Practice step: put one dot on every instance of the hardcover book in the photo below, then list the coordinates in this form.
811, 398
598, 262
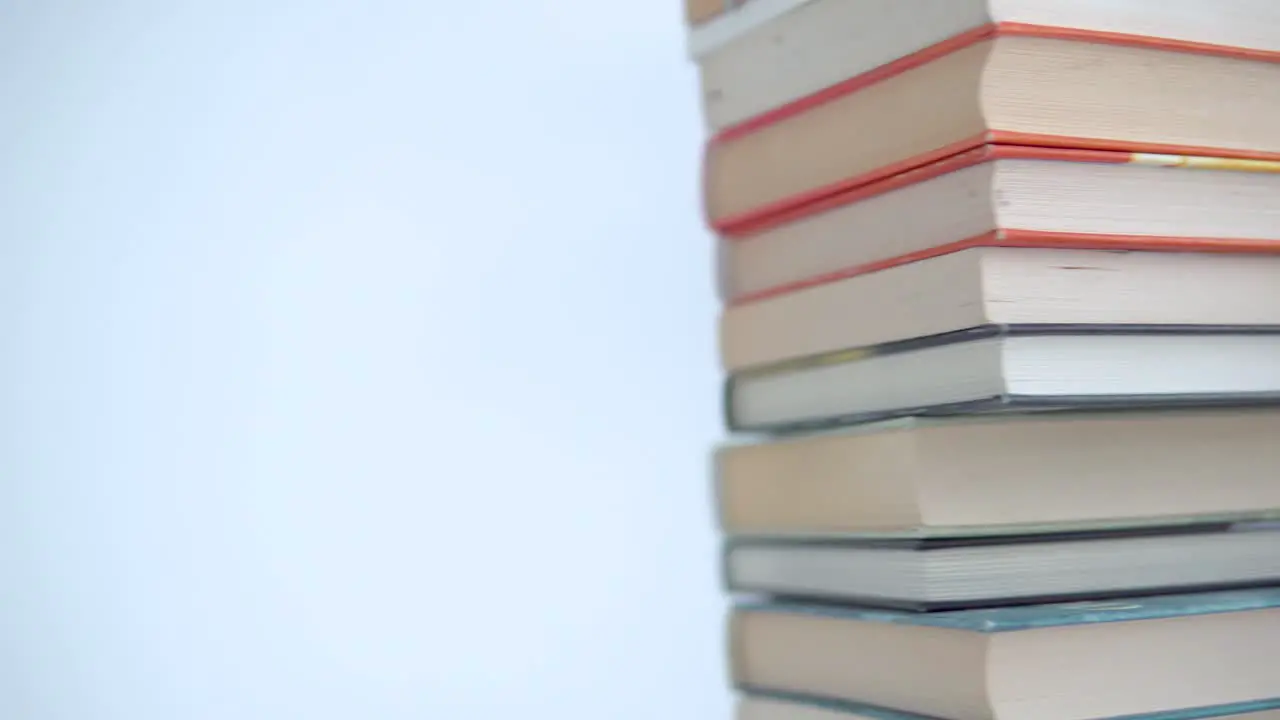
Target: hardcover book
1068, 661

※

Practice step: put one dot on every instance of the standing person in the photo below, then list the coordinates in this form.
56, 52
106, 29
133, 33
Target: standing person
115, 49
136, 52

※

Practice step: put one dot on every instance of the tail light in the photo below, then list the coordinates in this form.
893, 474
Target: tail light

※

__THE EXERCISE__
Copy the lines from the one containing "Practice step: put one dot on every instance of the tail" through the one containing "Target: tail light", inclusive, substituting "brake light" for "tail light" and leaving all else unchanged.

__FINAL RESULT__
Practice step: put one dot on every instance of the brake light in the photo below, then list the coordinates in this form.
893, 474
Target: brake light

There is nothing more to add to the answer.